*** Opening Data provided ***

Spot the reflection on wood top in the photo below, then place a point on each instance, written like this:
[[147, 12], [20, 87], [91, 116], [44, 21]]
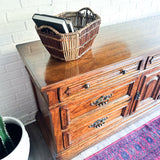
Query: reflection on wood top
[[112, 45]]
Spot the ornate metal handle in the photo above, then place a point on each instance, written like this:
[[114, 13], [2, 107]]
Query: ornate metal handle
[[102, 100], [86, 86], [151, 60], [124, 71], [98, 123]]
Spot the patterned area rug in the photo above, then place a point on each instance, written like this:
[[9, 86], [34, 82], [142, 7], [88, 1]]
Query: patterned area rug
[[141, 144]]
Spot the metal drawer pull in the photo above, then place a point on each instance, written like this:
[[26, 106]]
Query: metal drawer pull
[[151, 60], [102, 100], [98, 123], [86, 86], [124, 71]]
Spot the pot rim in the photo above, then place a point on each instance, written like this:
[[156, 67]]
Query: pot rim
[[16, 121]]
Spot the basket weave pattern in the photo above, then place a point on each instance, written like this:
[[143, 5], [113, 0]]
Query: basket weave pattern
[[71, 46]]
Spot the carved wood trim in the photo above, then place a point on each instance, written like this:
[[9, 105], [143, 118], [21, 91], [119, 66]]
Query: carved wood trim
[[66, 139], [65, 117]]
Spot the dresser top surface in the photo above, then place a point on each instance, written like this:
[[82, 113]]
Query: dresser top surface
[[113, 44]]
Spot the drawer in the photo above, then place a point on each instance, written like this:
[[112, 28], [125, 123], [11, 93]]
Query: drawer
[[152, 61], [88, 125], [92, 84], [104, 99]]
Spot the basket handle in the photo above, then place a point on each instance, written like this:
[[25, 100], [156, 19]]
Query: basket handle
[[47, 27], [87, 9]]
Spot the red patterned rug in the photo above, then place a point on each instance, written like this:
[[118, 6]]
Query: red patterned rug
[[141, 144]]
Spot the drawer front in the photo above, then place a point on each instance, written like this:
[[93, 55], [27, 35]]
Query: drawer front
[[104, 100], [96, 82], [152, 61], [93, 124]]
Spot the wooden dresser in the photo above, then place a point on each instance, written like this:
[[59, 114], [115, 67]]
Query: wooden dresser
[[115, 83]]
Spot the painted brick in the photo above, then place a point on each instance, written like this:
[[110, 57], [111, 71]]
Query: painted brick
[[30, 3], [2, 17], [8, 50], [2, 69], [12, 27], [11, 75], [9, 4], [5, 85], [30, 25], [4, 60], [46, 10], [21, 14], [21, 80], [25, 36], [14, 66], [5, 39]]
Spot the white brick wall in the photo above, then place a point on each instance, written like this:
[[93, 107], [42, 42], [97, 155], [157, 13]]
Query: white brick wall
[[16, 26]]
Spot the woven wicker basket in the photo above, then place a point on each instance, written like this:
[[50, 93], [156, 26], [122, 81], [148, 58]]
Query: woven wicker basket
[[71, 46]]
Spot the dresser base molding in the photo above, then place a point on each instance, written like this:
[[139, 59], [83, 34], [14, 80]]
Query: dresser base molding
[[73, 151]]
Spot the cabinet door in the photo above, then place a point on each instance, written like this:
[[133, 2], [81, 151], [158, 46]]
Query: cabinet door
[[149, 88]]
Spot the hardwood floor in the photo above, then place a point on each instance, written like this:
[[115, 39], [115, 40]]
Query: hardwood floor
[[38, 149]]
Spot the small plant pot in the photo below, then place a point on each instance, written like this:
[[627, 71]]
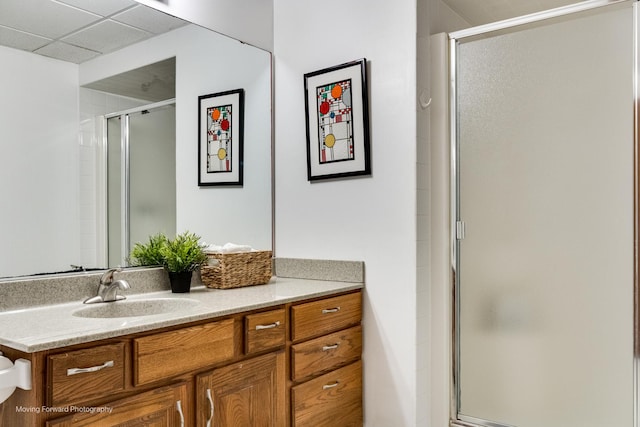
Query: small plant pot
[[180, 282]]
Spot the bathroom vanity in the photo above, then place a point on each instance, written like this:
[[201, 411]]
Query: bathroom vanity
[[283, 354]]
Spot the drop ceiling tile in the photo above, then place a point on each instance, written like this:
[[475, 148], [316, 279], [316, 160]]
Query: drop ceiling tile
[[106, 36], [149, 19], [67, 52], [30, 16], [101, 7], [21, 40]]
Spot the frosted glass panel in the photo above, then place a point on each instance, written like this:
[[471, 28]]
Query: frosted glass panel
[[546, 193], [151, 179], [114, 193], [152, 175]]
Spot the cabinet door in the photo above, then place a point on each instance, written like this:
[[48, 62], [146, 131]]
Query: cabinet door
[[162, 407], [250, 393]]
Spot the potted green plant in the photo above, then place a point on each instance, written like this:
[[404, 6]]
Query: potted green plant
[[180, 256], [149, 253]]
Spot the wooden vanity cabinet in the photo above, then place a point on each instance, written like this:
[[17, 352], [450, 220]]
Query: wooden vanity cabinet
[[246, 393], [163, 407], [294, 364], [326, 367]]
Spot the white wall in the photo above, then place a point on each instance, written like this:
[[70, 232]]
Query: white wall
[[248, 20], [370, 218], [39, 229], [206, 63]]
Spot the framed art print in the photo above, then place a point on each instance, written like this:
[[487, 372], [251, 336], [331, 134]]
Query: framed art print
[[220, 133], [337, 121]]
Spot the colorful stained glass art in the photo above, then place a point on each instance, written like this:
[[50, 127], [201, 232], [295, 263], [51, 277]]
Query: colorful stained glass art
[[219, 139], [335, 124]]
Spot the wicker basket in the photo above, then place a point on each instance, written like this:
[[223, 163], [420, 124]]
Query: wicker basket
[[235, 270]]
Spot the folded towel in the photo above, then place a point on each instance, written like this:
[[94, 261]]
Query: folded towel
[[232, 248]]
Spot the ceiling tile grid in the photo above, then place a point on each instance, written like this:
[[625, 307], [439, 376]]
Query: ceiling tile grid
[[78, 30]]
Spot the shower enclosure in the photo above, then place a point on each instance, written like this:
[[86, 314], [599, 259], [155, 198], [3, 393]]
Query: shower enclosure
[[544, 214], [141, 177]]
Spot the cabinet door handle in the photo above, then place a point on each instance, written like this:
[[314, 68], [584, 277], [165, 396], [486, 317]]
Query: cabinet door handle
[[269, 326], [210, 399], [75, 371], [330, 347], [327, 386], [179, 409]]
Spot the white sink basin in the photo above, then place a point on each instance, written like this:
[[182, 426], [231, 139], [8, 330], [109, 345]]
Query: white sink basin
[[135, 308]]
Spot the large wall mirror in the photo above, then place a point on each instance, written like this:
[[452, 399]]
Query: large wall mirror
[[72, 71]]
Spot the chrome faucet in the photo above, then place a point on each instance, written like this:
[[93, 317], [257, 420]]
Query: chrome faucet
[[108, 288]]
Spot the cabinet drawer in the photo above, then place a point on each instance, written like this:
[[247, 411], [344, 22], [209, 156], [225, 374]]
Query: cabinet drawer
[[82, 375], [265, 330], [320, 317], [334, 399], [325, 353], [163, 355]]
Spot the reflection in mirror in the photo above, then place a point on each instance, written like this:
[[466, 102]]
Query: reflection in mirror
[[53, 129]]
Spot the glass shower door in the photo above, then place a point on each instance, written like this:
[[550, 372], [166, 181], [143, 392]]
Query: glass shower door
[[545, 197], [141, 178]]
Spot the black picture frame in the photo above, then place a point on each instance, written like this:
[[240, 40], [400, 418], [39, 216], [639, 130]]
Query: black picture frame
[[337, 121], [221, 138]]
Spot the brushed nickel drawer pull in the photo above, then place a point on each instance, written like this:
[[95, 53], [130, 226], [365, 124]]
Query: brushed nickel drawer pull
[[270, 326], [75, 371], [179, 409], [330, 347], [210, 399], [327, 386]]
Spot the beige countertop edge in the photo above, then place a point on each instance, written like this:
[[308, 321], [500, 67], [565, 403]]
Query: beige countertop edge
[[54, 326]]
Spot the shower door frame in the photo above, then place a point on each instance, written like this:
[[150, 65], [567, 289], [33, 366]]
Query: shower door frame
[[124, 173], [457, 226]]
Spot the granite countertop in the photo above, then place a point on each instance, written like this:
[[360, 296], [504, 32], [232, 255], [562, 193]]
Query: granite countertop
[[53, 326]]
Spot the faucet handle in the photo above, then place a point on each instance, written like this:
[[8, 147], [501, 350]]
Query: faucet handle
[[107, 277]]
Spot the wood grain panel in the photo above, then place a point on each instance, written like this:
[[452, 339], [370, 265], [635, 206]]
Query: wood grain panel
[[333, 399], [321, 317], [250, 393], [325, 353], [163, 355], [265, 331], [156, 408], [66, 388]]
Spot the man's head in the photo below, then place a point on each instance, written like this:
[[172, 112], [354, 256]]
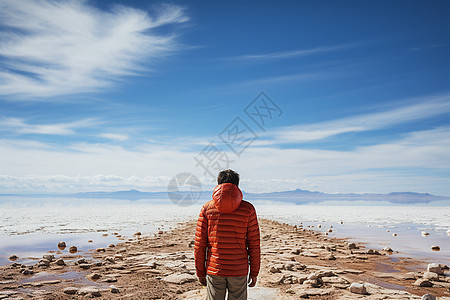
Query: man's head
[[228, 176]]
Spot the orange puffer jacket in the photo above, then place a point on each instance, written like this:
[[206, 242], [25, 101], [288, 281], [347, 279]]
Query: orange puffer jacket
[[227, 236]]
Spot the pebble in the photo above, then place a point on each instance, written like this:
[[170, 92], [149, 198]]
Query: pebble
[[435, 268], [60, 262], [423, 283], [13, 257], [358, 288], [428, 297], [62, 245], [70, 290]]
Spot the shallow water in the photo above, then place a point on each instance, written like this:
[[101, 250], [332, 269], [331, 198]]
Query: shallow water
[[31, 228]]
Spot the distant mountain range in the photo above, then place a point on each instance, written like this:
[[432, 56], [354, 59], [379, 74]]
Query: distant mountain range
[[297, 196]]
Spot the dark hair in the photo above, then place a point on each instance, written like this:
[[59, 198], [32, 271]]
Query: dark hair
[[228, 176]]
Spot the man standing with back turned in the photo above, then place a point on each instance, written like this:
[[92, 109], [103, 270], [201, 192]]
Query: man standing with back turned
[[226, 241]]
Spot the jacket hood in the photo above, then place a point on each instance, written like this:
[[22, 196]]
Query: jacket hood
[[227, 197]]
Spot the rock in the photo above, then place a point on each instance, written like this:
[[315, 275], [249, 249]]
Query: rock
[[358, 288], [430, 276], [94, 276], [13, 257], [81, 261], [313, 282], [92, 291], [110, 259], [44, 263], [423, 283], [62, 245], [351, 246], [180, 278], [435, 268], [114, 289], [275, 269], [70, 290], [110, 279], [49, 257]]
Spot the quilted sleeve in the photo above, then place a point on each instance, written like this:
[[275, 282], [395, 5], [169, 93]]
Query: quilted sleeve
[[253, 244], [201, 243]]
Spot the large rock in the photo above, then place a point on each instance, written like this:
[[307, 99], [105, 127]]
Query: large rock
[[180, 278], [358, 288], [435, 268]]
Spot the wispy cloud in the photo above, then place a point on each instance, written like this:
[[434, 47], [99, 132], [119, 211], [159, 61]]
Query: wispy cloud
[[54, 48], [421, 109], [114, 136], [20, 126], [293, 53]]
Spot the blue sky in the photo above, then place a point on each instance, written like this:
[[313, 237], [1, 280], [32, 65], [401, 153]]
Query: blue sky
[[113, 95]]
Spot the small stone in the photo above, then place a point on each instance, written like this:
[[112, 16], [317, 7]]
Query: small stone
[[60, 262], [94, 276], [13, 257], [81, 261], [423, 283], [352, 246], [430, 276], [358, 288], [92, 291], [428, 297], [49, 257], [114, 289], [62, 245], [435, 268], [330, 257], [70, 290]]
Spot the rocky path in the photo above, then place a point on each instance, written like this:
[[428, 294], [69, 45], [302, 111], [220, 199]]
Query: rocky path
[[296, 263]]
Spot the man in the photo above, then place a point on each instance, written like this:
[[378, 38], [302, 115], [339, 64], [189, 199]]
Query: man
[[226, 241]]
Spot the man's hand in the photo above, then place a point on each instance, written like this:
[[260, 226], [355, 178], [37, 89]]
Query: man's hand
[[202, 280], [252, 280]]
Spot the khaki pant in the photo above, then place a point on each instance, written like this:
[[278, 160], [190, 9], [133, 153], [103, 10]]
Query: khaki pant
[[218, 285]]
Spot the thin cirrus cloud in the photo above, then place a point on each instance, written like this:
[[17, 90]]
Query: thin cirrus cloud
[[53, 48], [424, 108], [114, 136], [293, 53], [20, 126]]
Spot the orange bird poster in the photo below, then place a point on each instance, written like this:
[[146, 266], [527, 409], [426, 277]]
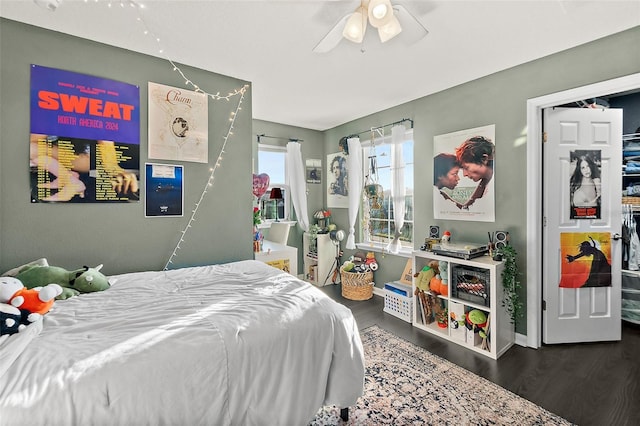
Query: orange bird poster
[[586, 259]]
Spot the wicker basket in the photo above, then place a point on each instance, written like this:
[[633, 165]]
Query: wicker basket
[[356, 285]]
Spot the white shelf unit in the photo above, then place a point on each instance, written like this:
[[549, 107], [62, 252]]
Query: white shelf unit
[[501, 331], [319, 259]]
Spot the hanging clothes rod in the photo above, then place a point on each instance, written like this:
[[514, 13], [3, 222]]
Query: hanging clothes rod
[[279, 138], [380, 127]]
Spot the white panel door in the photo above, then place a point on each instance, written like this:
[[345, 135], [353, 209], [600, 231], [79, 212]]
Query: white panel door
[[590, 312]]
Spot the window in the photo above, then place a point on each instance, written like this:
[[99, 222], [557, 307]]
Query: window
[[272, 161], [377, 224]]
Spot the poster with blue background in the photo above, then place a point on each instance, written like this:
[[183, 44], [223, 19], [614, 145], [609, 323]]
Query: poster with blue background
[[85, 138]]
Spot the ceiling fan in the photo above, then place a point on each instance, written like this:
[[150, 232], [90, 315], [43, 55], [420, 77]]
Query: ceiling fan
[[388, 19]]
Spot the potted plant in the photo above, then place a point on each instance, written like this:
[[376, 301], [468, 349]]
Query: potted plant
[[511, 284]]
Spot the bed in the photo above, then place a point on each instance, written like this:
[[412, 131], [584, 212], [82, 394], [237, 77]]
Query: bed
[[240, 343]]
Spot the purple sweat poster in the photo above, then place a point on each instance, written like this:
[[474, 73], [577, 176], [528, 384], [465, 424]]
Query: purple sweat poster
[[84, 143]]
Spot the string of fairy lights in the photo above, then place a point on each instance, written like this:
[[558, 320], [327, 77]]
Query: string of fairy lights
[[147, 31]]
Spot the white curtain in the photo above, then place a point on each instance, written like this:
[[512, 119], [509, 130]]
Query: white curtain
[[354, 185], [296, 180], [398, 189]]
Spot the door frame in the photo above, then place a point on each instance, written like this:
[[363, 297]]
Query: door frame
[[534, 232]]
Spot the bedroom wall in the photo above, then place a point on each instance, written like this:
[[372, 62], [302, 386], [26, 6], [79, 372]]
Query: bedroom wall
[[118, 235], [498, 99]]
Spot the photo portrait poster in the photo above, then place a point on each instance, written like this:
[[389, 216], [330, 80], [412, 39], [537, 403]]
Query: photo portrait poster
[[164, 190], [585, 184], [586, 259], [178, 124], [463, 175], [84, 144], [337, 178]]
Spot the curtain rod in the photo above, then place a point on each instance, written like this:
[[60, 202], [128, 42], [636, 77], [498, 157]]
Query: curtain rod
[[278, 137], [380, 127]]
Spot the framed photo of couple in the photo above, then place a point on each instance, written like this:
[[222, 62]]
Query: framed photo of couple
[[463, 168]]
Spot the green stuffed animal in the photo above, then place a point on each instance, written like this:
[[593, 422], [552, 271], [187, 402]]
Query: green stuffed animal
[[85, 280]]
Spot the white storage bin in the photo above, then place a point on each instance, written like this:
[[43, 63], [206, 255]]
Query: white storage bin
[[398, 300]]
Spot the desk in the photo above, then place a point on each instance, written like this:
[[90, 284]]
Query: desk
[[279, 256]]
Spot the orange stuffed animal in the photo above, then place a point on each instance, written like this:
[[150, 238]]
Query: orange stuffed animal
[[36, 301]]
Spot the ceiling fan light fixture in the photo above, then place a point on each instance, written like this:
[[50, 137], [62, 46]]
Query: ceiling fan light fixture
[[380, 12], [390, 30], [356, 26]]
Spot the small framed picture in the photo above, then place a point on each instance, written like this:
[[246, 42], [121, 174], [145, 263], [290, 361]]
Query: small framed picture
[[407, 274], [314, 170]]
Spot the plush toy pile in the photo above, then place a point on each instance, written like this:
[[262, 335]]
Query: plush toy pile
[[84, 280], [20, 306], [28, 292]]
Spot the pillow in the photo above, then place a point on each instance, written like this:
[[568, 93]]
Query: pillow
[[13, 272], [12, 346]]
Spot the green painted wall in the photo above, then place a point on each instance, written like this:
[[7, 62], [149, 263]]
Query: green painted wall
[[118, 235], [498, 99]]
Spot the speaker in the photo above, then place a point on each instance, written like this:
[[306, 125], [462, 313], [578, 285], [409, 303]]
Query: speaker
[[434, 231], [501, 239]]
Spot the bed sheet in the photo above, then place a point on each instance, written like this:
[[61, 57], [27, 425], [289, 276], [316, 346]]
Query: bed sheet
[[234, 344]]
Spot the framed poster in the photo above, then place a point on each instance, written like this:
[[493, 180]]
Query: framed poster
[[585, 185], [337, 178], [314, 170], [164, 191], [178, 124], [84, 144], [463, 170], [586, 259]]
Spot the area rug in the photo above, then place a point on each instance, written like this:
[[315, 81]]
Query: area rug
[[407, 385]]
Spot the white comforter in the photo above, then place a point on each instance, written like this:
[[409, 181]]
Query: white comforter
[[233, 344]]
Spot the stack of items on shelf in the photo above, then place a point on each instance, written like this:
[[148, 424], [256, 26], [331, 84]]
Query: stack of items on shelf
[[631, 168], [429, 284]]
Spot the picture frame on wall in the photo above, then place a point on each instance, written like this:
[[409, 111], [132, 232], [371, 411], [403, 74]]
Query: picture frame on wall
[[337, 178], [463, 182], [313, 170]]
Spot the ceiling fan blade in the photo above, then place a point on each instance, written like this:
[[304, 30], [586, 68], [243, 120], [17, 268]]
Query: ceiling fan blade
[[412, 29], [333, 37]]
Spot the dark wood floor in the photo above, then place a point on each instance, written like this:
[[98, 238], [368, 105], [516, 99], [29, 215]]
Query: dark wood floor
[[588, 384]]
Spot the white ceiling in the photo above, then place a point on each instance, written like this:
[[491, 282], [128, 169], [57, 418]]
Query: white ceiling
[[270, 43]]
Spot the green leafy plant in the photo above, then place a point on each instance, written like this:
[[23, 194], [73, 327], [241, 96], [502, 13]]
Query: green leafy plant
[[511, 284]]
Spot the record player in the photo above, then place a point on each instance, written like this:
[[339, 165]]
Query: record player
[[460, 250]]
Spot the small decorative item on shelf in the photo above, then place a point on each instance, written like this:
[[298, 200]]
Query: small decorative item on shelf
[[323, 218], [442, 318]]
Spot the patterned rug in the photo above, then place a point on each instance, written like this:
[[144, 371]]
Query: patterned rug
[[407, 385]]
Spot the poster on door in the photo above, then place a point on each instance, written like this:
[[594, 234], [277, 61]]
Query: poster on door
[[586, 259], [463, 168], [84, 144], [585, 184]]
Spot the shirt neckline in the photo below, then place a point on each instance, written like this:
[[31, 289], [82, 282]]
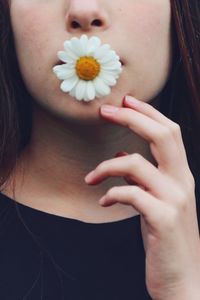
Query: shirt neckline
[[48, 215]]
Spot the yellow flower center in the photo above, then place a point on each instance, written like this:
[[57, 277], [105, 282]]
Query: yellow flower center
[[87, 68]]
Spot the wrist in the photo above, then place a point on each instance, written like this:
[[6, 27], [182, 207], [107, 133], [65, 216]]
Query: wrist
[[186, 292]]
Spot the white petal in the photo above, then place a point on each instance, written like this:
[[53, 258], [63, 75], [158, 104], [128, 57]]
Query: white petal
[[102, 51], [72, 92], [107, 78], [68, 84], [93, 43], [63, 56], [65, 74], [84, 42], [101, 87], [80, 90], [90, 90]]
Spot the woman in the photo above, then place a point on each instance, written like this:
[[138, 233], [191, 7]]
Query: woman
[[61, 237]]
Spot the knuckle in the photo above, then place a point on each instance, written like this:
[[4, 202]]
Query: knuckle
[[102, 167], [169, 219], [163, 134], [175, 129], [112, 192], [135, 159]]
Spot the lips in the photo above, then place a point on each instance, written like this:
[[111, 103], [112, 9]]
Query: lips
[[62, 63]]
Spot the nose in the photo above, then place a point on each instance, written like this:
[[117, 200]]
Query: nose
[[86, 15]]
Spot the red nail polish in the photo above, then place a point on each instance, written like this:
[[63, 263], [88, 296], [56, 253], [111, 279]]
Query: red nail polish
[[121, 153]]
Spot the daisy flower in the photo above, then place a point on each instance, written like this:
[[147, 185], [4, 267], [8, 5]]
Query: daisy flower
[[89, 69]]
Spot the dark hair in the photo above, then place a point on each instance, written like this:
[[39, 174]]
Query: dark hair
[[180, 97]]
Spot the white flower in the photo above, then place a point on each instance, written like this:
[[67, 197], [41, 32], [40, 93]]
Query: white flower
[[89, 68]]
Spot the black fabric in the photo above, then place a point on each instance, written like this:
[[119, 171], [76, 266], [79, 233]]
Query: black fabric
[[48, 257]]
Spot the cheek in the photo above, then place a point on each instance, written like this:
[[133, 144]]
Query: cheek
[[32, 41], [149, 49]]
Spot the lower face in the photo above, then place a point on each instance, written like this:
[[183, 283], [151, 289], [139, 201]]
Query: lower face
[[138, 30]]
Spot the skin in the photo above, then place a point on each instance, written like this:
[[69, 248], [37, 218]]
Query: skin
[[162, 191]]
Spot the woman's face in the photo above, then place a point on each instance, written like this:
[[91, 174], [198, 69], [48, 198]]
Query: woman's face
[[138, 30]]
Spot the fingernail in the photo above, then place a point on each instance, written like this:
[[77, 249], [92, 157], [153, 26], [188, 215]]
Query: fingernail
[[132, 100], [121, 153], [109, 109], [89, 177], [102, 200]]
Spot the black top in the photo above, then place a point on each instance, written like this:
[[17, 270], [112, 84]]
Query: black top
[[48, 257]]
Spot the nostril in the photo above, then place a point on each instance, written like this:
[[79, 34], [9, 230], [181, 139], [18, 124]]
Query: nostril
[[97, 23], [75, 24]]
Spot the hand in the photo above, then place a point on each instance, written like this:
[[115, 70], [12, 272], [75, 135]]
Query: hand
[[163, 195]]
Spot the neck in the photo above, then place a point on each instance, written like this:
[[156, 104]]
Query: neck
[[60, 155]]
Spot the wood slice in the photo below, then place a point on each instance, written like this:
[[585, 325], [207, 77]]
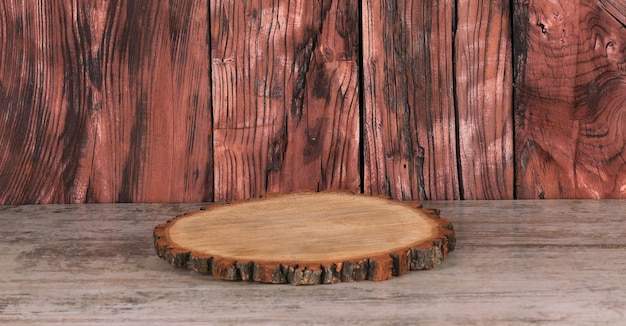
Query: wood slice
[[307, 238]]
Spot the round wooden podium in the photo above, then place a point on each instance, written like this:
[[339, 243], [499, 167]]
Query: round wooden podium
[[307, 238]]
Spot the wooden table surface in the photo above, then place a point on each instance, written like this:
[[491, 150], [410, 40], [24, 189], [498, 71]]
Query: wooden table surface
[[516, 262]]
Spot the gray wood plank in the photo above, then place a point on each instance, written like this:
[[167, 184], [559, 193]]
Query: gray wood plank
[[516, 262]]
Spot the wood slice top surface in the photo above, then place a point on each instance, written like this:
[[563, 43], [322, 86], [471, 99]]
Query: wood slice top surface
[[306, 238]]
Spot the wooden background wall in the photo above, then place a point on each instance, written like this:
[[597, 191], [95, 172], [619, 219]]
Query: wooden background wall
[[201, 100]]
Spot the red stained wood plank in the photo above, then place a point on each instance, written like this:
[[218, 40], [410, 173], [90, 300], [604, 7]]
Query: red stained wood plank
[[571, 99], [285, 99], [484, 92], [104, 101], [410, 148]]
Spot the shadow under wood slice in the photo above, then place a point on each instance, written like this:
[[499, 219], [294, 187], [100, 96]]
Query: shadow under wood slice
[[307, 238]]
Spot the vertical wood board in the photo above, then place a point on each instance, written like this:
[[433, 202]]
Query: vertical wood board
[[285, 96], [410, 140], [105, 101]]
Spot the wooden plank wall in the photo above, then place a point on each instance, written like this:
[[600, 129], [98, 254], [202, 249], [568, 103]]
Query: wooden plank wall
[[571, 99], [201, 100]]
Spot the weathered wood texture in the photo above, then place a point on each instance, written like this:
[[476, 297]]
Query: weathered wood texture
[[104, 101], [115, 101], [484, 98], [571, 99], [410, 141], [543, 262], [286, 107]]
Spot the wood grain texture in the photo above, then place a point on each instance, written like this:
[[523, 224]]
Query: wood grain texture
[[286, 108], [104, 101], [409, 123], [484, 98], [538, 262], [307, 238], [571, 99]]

*** Closing Data provided ***

> [Task prompt] Write out again exactly the lines from the start of the data above through the line containing "Spot the ornate", inclusive, excluding any pictures.

> [Problem solution]
Spot the reflection on wood top in the photo below, then place a point on each instance, written like this:
[[147, 12], [20, 87], [91, 116], [44, 21]]
Query: reflection on wood top
[[112, 45]]
Spot the ornate metal handle in the photo above, then place a point on each instance, written like this:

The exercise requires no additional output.